Quoted passage:

Background: Zidovudine (AZT) as used in the treatment of AIDS causes a mitochondrial myopathy characterized by enzymatic defects in the respiratory chain system, accumulation of lipid droplets, and carnitine deficiency. Human myotubes treated with AZT demonstrate abnormal mitochondria, accumulation of lipid, and increased lysosomes. Because L-carnitine plays a major role in the transport of long chain fatty acids across the inner mitochondrial membrane and facilitates the beta-oxidation of fatty acids, we examined whether L-carnitine can enhance the recovery of the affected myotubes after withdrawal of AZT and can improve the structural changes of the myotubes while AZT treatment continues.
Experimental design: Myotubes, prepared from human muscle biopsies, were exposed to 250 microM of AZT for 3 to 6 weeks. After 3 weeks of AZT treatment, the cultures were treated with L-carnitine or medium for 3 weeks, while AZT treatment was either withdrawn or continued for 3 more weeks. The cultures were evaluated with: (a) light microscopy; (b) immunocytochemistry, to count the number of myotubes stained with antibodies to Leu-19; (c) oil red O stain, to assess the lipid droplet accumulation; and (d) electron microscopy, to count all the organelles within representative sections of the myotubes, at x24,000, and to calculate the volumetric density (Vvi) of each organelle per unit volume of tissue.
Results: In the post-AZT-treated cultures, L-carnitine increased the number of Leu-19-positive myotubes from 3.83 +/- 1.23 to 23 +/- 1.5 per field, normalized their mitochondria, decreased the lipid droplets, and increased the Vvi of the myofibrils. In the cultures treated with 3 weeks of L-carnitine while AZT treatment continued for 3 more weeks, the number of myotubes increased from 3.3 +/- 0.74 to 6.87 +/- 1.35; the absolute number of the mitochondria increased from 1.65 +/- 0.35 to 9.02 +/- 1.11 and their Vvi from 3.67 +/- 0.83 to 6.57 +/- 0.78 (p < 0.05); the Vvi of the myofibrils increased from 2.50 +/- 0.52 to 5.37 +/- 0.76 (p < 0.05); and the Vvi of the lipid droplets decreased from 5.06 +/- 1.44 to 2.72 +/- 0.72 (p < 0.05). In the AZT-treated cultures that did not receive L-carnitine, the mitochondria demonstrated extensive vacuolation, abnormal cristae, and paracrystalline inclusions; in contrast, in the L-carnitine-treated cultures, the mitochondria had substantially improved in spite of continuation of AZT.
Conclusions: L-carnitine enhances the pace and degree of recovery of the AZT-associated destruction of human myotubes, restores and preserves the structure of mitochondria, mobilizes the endomyotubular fat, and allows the regeneration of myofibrils, even if AZT treatment continues. The findings may have potential clinical implications in improving the myotoxicity of AZT in patients with AIDS when the administration of AZT treatment must continue.

Given data:

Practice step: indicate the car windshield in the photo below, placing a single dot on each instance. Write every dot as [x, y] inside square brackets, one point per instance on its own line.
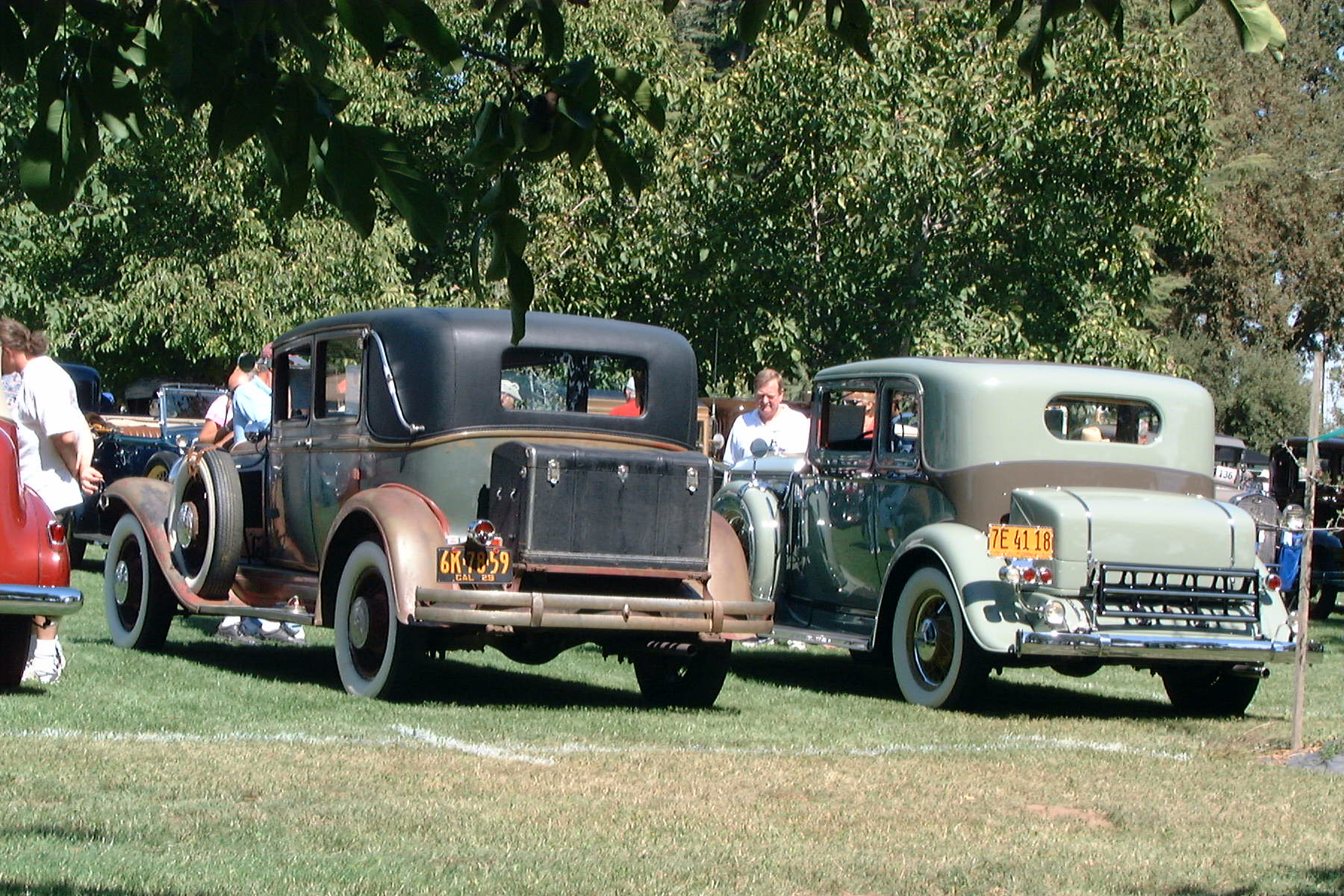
[187, 401]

Brief:
Repeat the part of the abstract on L-carnitine and AZT-treated myotubes starting with "Experimental design: Myotubes, prepared" and going on through "volume of tissue.". The material is separate from the abstract on L-carnitine and AZT-treated myotubes.

Solution to the problem:
Experimental design: Myotubes, prepared from human muscle biopsies, were exposed to 250 microM of AZT for 3 to 6 weeks. After 3 weeks of AZT treatment, the cultures were treated with L-carnitine or medium for 3 weeks, while AZT treatment was either withdrawn or continued for 3 more weeks. The cultures were evaluated with: (a) light microscopy; (b) immunocytochemistry, to count the number of myotubes stained with antibodies to Leu-19; (c) oil red O stain, to assess the lipid droplet accumulation; and (d) electron microscopy, to count all the organelles within representative sections of the myotubes, at x24,000, and to calculate the volumetric density (Vvi) of each organelle per unit volume of tissue.